• Supplied material
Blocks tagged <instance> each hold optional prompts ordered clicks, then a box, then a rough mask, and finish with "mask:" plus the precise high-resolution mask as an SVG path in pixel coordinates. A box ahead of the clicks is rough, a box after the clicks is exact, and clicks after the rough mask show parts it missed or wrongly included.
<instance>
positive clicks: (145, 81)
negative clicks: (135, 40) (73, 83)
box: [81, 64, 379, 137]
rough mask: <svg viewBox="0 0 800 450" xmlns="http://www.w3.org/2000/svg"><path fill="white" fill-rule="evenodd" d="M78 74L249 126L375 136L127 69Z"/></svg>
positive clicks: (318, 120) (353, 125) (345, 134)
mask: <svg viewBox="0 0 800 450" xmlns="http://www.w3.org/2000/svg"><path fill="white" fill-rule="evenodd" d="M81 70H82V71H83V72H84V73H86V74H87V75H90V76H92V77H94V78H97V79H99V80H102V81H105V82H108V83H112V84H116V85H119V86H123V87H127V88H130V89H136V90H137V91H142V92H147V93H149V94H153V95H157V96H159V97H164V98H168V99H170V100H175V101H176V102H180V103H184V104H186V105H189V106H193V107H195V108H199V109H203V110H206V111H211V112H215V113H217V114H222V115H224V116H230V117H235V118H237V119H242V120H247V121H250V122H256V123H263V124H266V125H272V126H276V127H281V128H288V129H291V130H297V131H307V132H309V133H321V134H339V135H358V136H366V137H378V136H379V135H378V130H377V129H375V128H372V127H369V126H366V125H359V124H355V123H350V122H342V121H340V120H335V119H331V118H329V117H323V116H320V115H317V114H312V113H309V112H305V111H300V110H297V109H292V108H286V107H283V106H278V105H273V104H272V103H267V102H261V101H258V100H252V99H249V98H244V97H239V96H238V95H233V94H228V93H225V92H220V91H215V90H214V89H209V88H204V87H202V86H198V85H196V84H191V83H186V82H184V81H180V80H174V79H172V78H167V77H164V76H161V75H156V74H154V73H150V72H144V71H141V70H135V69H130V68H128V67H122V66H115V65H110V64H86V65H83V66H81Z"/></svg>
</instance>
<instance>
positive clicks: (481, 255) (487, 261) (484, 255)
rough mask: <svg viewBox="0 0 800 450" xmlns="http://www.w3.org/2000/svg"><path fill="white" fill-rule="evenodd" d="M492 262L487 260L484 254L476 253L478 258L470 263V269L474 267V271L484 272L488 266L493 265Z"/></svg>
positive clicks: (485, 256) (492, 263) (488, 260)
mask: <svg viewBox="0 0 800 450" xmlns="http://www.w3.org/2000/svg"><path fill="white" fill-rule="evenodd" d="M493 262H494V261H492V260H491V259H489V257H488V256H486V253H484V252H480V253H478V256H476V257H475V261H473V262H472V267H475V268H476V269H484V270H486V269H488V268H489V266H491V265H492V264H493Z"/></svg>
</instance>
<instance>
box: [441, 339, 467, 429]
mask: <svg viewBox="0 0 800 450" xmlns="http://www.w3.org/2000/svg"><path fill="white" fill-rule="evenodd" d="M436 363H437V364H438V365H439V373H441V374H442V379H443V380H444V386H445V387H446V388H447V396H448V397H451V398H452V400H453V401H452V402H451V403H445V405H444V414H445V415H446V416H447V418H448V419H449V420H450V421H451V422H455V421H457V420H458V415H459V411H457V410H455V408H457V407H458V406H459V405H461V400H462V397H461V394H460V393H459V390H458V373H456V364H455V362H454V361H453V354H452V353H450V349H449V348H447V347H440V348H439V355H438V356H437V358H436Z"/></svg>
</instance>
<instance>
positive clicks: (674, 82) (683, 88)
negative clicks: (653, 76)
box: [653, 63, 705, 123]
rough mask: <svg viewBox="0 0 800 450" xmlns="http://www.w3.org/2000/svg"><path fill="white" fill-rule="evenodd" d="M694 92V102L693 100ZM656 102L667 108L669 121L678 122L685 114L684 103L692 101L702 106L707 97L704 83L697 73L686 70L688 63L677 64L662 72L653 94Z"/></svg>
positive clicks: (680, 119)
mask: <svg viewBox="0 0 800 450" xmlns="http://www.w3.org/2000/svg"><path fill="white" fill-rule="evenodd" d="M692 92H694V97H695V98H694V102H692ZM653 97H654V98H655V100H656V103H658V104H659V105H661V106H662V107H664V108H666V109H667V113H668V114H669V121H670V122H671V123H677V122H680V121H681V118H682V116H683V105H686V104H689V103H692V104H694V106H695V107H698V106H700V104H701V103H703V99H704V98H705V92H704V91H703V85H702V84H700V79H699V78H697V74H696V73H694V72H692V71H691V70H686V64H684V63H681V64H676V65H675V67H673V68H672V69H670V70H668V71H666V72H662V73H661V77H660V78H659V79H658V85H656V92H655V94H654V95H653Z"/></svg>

• Task instructions
Report each line in the data above that holds the word "rough" by copying it.

• Reply
Blocks tagged <instance> each hold optional prompts ordered clicks, then a box, then a rough mask, and finish with "mask:" plus the precise high-resolution mask as an SVG path in pixel coordinates. A box ahead of the clicks is rough, a box after the clicks is exact, and clicks after the rough mask show parts it missed or wrongly included.
rough mask: <svg viewBox="0 0 800 450" xmlns="http://www.w3.org/2000/svg"><path fill="white" fill-rule="evenodd" d="M78 74L249 126L375 136L127 69Z"/></svg>
rough mask: <svg viewBox="0 0 800 450" xmlns="http://www.w3.org/2000/svg"><path fill="white" fill-rule="evenodd" d="M492 262L487 260L484 254L476 253L478 258L470 263V269L474 267V271L484 272L488 266L493 265Z"/></svg>
rough mask: <svg viewBox="0 0 800 450" xmlns="http://www.w3.org/2000/svg"><path fill="white" fill-rule="evenodd" d="M694 92V102L693 100ZM656 102L667 108L669 121L678 122L685 114L684 103L692 101L702 106L707 97L704 83L697 73L686 70L688 63L677 64L662 72L653 94Z"/></svg>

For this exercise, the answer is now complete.